§ AUFGABENSTELLUNG: Wählen Sie aus den nachfolgenden Einträgen jede Zeile aus, in der die Zeichenfolge „face“ vorkommt, und geben Sie diese Zeilen als Kopie wieder. Dabei ist die Groß- und Kleinschreibung zu beachten.

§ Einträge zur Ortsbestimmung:
◇ ◇ ◇ ◇

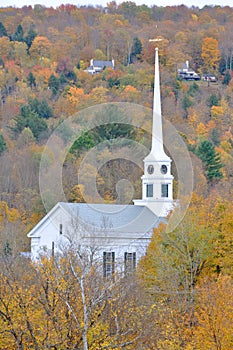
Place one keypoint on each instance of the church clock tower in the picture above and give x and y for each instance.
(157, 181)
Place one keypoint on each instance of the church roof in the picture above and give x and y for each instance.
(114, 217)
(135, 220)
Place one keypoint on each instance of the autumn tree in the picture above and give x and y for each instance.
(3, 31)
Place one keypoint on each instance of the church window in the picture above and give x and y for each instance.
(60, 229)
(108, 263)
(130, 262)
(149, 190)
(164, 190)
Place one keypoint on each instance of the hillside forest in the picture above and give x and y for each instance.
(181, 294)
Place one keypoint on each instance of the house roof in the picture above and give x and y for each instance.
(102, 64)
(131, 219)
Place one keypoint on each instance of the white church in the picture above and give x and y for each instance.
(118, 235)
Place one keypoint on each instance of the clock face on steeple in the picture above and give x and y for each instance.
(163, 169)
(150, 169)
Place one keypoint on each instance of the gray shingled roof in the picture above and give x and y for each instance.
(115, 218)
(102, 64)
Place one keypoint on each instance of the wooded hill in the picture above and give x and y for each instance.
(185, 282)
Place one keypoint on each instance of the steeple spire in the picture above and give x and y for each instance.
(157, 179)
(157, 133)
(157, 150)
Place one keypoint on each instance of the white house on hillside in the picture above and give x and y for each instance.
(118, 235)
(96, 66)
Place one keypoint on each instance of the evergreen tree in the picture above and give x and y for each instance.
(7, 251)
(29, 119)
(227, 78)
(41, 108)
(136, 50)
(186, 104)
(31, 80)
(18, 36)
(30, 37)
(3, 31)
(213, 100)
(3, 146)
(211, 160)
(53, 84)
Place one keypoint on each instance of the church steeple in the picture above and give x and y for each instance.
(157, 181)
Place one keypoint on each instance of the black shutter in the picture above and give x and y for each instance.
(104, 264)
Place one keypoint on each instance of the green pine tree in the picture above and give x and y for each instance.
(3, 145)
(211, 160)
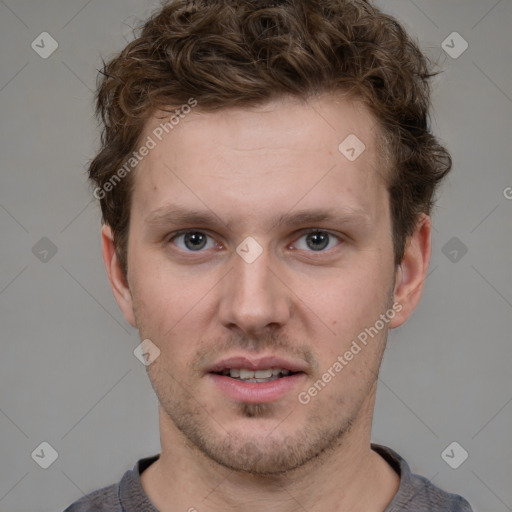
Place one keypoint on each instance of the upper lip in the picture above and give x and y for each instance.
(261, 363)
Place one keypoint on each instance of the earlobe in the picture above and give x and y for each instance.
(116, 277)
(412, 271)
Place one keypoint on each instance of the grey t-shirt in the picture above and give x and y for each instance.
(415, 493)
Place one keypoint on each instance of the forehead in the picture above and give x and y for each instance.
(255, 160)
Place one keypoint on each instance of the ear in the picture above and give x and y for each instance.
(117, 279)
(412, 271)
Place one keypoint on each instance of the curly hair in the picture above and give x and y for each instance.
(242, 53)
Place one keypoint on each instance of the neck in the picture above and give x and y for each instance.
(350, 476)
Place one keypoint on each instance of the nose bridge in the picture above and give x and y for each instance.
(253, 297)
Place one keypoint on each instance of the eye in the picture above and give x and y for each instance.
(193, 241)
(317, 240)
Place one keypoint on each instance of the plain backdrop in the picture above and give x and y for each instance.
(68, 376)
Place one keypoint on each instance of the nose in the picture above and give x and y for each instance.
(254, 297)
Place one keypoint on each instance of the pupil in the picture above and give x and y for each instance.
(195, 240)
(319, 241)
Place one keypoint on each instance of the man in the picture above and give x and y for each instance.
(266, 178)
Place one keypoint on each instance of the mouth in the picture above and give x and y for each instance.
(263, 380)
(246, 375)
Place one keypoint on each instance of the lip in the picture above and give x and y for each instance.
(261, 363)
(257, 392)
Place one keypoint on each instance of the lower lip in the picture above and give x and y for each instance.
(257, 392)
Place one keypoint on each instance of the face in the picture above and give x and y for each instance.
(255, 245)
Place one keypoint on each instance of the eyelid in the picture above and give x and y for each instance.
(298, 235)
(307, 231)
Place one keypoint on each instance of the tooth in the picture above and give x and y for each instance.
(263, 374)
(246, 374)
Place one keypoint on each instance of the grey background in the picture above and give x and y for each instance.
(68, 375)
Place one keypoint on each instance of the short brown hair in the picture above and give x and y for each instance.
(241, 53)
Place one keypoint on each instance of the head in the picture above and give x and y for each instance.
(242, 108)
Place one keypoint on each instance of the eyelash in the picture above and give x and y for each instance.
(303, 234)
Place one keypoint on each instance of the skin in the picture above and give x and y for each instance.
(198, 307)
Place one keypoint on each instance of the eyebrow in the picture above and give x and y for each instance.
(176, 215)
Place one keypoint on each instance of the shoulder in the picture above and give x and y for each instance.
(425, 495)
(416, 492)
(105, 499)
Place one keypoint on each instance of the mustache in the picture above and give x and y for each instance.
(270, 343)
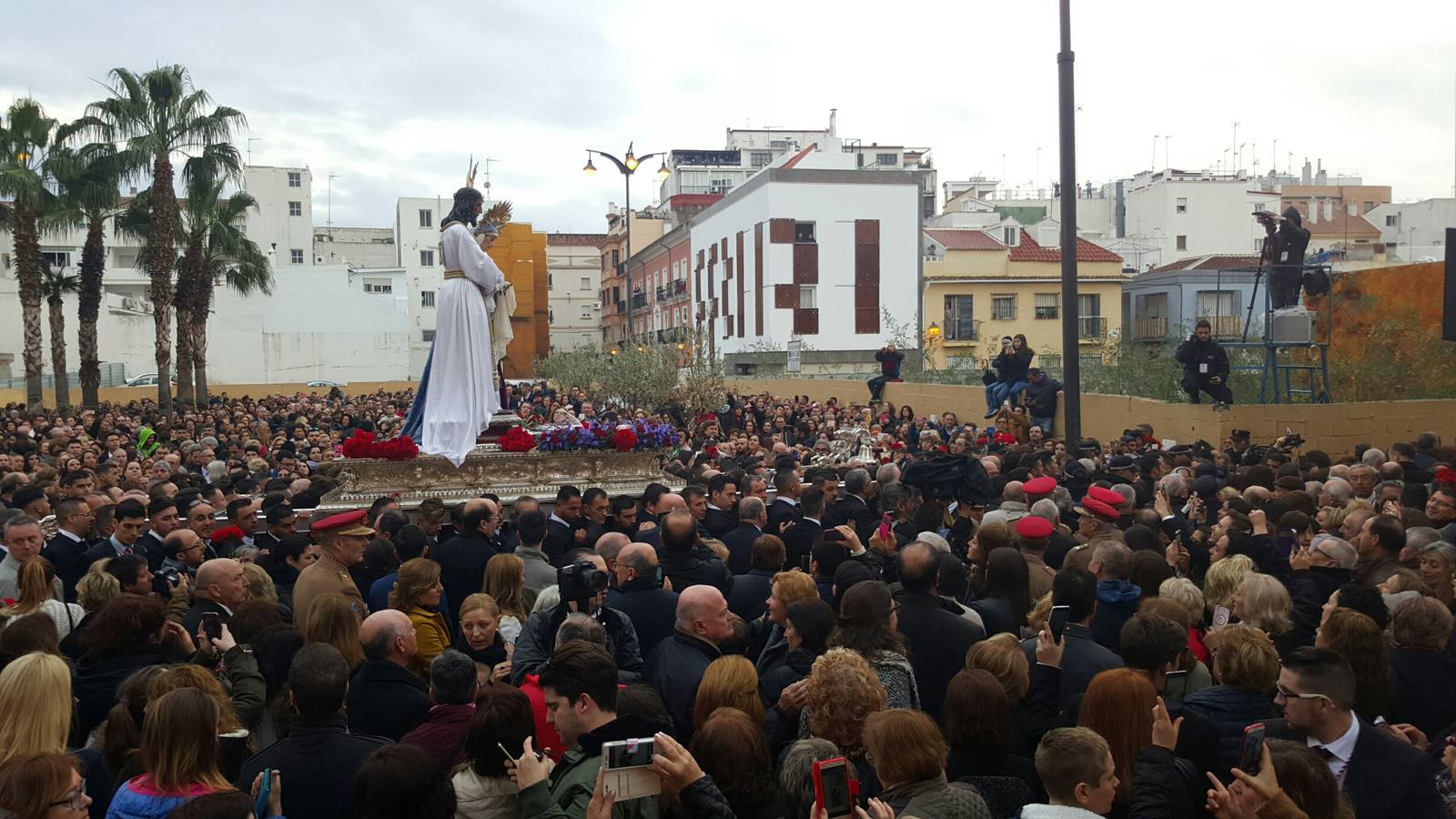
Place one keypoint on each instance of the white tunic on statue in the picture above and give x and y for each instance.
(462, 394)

◇ ◇ ◇ ◇

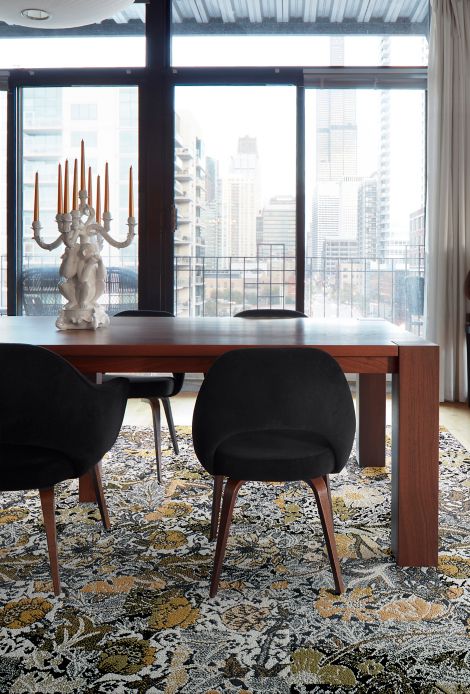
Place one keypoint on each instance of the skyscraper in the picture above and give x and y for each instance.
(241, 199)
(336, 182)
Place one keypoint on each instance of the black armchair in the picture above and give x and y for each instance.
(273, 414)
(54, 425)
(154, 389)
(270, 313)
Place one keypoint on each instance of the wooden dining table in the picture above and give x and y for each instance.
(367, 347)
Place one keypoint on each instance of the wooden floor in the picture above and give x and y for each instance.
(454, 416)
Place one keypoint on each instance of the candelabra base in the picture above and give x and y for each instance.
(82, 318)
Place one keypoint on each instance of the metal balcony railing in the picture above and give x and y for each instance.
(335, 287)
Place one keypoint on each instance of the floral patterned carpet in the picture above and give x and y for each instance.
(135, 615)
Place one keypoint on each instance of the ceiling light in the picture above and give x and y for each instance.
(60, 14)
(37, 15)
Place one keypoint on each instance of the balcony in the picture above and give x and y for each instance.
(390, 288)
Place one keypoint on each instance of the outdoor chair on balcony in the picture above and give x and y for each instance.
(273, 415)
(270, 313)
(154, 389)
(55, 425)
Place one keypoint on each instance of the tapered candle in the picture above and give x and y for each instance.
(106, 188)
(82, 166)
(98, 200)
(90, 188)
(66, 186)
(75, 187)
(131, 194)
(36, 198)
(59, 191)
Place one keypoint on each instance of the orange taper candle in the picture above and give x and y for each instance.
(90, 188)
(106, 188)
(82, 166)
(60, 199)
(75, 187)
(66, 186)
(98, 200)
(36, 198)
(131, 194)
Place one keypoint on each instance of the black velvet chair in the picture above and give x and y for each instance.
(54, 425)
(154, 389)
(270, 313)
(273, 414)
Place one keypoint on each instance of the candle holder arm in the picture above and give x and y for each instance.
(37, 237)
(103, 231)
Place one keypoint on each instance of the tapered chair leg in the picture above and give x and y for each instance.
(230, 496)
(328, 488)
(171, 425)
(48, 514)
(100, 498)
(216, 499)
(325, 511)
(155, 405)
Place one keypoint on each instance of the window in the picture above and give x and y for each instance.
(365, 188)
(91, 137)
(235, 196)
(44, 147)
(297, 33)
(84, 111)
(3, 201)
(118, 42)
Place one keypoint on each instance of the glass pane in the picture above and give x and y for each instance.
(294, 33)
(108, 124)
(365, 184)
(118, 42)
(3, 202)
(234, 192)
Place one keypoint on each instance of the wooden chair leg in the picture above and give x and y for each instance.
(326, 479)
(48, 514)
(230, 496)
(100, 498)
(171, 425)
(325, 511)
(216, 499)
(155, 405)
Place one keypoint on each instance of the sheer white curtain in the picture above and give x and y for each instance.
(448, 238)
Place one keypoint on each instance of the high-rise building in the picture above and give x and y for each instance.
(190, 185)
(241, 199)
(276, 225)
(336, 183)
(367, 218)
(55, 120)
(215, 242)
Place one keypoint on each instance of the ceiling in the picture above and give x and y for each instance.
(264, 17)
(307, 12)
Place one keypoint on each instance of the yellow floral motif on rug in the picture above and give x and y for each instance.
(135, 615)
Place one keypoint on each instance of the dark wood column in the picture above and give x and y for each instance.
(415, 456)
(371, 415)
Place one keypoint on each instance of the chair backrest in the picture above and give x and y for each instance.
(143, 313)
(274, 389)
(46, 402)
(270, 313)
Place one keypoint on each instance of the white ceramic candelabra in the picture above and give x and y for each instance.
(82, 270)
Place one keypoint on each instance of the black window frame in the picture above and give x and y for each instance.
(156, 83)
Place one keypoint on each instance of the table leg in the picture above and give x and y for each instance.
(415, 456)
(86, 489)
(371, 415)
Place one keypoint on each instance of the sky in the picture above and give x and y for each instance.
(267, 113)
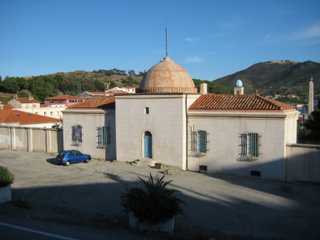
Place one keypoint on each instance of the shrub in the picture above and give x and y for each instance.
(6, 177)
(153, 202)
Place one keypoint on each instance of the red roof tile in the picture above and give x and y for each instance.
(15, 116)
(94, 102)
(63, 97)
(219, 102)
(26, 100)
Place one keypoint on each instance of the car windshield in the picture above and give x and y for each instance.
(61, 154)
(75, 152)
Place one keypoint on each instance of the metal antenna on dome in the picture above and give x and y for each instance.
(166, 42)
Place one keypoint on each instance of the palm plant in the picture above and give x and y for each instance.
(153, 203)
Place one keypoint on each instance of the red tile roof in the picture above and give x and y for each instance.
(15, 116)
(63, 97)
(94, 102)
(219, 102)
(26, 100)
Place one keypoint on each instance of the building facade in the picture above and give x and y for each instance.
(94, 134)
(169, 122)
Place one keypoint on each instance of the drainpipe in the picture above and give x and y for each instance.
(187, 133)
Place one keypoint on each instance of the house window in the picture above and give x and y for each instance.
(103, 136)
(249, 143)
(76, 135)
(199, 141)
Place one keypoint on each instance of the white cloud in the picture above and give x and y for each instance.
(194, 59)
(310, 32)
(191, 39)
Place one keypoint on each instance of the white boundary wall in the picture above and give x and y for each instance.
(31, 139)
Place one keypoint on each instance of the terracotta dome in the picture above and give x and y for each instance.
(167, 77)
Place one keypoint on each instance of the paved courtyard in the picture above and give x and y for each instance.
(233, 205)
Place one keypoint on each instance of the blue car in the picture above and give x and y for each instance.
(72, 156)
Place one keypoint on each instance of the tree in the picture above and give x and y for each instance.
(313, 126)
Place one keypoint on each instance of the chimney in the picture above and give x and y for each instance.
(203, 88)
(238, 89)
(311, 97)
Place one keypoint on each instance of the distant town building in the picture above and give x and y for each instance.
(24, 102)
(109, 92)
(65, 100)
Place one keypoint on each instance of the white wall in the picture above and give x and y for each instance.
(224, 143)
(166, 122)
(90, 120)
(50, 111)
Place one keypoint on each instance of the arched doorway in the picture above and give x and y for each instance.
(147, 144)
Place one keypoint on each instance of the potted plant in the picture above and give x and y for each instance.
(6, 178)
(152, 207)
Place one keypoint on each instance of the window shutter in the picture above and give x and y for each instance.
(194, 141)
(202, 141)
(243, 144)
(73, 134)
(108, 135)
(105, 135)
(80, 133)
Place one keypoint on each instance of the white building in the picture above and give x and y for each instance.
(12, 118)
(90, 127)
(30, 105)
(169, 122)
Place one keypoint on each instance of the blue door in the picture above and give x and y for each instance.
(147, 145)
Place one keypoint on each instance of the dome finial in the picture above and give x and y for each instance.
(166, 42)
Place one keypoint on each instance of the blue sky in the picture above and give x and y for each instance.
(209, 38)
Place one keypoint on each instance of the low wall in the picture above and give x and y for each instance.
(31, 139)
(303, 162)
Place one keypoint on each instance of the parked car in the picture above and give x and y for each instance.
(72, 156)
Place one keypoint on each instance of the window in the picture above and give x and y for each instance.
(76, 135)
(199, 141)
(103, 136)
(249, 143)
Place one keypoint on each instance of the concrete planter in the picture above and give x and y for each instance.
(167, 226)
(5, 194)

◇ ◇ ◇ ◇

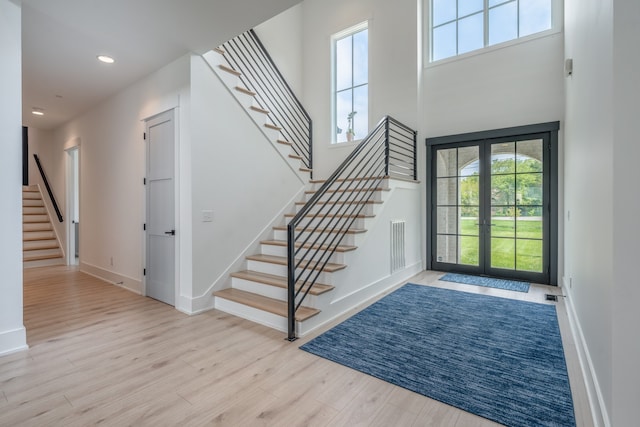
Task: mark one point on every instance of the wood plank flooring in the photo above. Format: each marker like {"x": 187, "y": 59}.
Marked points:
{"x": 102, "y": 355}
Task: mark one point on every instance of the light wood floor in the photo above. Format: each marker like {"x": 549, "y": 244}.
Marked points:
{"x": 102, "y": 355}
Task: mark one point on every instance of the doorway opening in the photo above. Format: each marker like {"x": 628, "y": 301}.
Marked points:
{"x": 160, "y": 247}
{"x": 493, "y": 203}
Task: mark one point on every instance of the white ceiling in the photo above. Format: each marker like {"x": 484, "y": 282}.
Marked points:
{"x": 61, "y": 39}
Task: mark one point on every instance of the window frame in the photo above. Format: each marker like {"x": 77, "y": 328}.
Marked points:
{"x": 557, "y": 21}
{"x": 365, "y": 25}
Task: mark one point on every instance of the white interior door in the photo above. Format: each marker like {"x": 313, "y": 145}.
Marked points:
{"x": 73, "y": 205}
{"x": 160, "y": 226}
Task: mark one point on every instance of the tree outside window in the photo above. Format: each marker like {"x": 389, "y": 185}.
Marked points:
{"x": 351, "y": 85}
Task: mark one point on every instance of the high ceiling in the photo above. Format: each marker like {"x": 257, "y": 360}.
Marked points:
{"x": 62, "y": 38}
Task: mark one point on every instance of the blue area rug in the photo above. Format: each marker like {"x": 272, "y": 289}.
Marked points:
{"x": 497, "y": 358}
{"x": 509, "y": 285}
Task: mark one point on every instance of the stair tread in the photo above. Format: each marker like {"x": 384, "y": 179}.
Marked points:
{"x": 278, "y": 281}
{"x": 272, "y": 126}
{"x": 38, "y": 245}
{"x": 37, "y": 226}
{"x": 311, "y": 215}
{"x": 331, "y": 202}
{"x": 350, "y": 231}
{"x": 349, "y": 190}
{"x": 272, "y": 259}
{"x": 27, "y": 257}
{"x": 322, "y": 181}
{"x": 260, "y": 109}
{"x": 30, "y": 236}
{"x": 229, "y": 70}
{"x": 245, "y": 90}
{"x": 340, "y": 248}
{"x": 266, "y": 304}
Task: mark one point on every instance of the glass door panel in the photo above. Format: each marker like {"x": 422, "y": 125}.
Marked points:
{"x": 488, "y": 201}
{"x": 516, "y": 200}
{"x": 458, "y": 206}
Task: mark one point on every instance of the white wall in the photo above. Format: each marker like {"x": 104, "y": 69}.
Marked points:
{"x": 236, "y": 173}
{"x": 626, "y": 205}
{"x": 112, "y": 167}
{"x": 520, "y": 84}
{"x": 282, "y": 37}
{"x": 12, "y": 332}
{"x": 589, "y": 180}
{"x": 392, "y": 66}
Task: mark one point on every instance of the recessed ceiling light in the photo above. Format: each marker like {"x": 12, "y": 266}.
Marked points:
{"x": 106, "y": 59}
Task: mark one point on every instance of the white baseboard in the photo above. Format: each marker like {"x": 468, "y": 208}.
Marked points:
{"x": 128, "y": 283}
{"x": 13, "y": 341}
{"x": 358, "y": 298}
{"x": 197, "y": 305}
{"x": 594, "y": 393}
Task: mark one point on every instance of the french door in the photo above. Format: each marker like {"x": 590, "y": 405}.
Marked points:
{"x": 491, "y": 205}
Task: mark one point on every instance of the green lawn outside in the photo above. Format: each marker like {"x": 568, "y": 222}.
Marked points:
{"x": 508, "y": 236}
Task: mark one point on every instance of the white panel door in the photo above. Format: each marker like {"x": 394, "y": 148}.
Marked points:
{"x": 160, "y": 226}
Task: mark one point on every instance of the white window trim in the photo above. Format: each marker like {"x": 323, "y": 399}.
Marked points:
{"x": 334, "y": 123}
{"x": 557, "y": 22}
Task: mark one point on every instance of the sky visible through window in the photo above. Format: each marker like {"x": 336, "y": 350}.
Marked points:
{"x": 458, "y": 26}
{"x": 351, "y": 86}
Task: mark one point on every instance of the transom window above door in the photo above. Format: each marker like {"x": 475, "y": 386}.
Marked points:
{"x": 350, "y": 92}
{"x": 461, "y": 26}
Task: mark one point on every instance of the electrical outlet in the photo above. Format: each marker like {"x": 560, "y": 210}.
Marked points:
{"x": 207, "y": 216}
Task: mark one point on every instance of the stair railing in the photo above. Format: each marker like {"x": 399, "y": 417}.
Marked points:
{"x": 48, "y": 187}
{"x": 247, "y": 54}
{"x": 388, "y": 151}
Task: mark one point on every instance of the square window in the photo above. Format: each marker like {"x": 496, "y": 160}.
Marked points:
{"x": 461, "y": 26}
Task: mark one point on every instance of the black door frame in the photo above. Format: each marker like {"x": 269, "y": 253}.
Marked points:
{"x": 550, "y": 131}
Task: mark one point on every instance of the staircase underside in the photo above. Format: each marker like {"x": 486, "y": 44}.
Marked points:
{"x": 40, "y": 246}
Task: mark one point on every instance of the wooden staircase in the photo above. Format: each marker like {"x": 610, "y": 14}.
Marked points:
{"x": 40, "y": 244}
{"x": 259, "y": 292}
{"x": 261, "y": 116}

◇ ◇ ◇ ◇

§ ANTWORT ZUR AUFGABE:
Place one keypoint on each instance of the clock face on steeple in the picture above and give x and y for each instance.
Place one keypoint on each instance of the face in the picture above and give x and y for each instance.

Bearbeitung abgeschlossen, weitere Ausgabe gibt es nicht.